Stored entries
——
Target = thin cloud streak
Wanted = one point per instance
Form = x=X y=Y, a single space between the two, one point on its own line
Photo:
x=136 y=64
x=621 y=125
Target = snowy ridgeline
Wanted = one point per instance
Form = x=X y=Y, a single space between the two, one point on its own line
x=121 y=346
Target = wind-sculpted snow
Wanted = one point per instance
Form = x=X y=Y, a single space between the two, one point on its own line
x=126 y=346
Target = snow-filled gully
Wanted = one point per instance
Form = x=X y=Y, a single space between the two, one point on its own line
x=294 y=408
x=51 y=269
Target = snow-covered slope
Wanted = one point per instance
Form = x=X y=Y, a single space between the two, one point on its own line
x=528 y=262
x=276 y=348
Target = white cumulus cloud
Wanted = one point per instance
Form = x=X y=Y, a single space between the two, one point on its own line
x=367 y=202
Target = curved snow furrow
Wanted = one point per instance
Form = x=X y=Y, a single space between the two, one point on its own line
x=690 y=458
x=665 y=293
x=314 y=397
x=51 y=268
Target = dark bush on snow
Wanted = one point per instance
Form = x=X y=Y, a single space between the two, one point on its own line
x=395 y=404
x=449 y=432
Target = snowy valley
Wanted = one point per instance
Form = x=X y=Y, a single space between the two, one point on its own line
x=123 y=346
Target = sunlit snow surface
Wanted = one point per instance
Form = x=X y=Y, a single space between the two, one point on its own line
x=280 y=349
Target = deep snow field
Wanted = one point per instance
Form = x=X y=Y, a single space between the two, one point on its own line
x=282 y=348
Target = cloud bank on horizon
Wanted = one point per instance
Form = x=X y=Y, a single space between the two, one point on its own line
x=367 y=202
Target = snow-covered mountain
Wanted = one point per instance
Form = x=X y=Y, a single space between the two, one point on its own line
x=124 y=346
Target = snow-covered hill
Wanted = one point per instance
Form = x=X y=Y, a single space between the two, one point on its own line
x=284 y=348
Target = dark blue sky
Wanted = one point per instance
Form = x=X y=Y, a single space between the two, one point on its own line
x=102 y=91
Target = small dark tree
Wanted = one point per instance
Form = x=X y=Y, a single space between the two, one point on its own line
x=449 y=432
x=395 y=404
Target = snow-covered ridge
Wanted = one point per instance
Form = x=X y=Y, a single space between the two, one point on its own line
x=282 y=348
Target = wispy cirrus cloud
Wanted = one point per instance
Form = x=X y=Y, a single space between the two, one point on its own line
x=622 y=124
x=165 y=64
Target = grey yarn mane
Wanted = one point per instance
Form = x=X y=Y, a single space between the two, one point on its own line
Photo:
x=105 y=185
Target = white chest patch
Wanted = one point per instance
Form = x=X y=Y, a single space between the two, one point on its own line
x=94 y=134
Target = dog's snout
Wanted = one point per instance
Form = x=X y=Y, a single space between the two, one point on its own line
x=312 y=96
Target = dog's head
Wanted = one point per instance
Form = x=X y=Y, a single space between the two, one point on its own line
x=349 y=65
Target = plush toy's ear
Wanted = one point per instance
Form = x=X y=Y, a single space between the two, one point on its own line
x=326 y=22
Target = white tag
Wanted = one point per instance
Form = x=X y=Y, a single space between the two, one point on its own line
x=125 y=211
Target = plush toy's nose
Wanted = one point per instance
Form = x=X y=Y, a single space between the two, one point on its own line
——
_EXERCISE DETAILS_: The response must contain each line above that holds the string "white".

_EXERCISE RESULT_:
Target = white cumulus cloud
Target = white chest patch
Target = white tag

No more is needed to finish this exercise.